§ Отрывок со страницы:

Известный театровед Любовь Фрейдкина писала об игре Миронова и обо всей постановке в целом: „Играя Чацкого, Андрей Миронов не надевал очки, не подбирал особый грим, чтобы походить на Грибоедова. Он не отождествлял Чацкого с Грибоедовым, как делают иногда в школьных сочинениях. В исполнении роли раскрывалась вся якобы хрестоматийная, но до конца не разгаданная пьеса и сам автор с его надеждами, превратностями изменчивой судьбы, трагическими прозрениями…

Пьеса, втиснутая в фамусовский особняк, в события лишь одного дня, вмещала проблемы века – ещё не остывший страх перед якобинской диктатурой, расколы и безверие в Петербурге, разжалование в солдаты, тайные собрания и даже Бейрона (Байрона), погибшего в Греции в год окончания „Горе от ума““.

Актёр интеллектуального склада Андрей Миронов, изучив роль, ознакомившись с 1820-ми годами, выходил на сцену, осенённый прочитанным, узнанным, продуманным. Так мне, по крайней мере, казалось.

Чацкий неотрывно наблюдал за всеми окружающими, ужасаясь пустоте, суетности их существования. Сам он чужд суете. Популярные хлёсткие реплики актёр произносил без чрезмерных подчёркиваний. „Служить бы рад, прислуживаться тошно“. Реплику завершает точка, а не восклицательный знак… Не забыть, как Чацкий слушал разглагольствования Фамусова и Скалозуба – домашних казарменных готтентотов. Их духовная нищета удручала. Взрываясь обличительным монологом, актёр не ударял в набат, не бил тревогу, а тревожно размышлял… На сцене Чацкий делил заботы, сомнения, надежды лучших людей из дворян. Мог ли при этом Андрей Миронов уйти от наших трудных, сложных 70-х годов? От наших Фамусовых и Молчалиных с их страстью к карьере, выгоде, стяжательству? Скверное, к сожалению, уцелело. Банкеты, награды, „обеды, ужины и танцы“ кое-кому зажимали рты. Бессловесные были в большем почёте, нежели правдолюбцы».

Хочется подчеркнуть, что, став зрелым, достигнув своего расцвета, актёрский талант Миронова не закоснел, не «отяжелел», не лишился всей той искромётной импровизации, присущей Андрею с первых шагов на сцене. Нет, ничто не было утрачено, просто всё было отточено до предела, отшлифовано до блеска, но тем не менее оставалось желание искать новые формы, новые возможности для самовыражения, новые способы создания сценических образов. Век живи – век учись.

В начале 1988 года театровед Зоя Владимирова, наблюдавшая за Андреем Мироновым с самого начала его творческой карьеры в Театре сатиры, с горечью и сожалением писала о спектакле «Горе от ума» и об актёрах, игравших в нём главные роли: «Спектаклю этому вернее всего пришёл конец, как и многим другим спектаклям Театра сатиры из-за разыгравшейся прошлым летом трагедии. Потеря одного за другим таких актёров, как А. Папанов и А. Миронов, сотрясла всё здание театра, оставила без репертуара. Но если А. Папанов, бессменный Фамусов спектакля, в большей степени успел „сказаться“ творчески, то А. Миронов ушёл, будучи в расцвете сил, на пороге новых свершений; кто знает, сколько не воплотившихся образов унёс он за собой.

§ Короткое задание 1:
Замените во всех записях «query» на «label» и выведите записи целиком, больше ничего в них не меняя.

§ Исходные записи:
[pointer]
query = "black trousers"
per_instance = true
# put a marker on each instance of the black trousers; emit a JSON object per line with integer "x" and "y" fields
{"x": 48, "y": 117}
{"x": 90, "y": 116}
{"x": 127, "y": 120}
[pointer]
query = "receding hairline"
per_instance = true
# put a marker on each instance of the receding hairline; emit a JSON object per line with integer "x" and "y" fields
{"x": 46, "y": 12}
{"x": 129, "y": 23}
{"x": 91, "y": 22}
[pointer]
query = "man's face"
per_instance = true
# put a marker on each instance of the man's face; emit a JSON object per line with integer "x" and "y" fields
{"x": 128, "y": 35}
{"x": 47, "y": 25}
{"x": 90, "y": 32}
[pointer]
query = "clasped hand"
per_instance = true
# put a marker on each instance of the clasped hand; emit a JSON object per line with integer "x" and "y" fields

§ Короткое задание 2:
Кого, согласно отрывку, бессменно играл А. Папанов в спектакле «Горе от ума»?

§ Полный ответ 1:
[pointer]
label = "black trousers"
per_instance = true
# put a marker on each instance of the black trousers; emit a JSON object per line with integer "x" and "y" fields
{"x": 48, "y": 117}
{"x": 90, "y": 116}
{"x": 127, "y": 120}
[pointer]
label = "receding hairline"
per_instance = true
# put a marker on each instance of the receding hairline; emit a JSON object per line with integer "x" and "y" fields
{"x": 46, "y": 12}
{"x": 129, "y": 23}
{"x": 91, "y": 22}
[pointer]
label = "man's face"
per_instance = true
# put a marker on each instance of the man's face; emit a JSON object per line with integer "x" and "y" fields
{"x": 128, "y": 35}
{"x": 47, "y": 25}
{"x": 90, "y": 32}
[pointer]
label = "clasped hand"
per_instance = true
# put a marker on each instance of the clasped hand; emit a JSON object per line with integer "x" and "y" fields

§ Полный ответ 2:
Фамусова.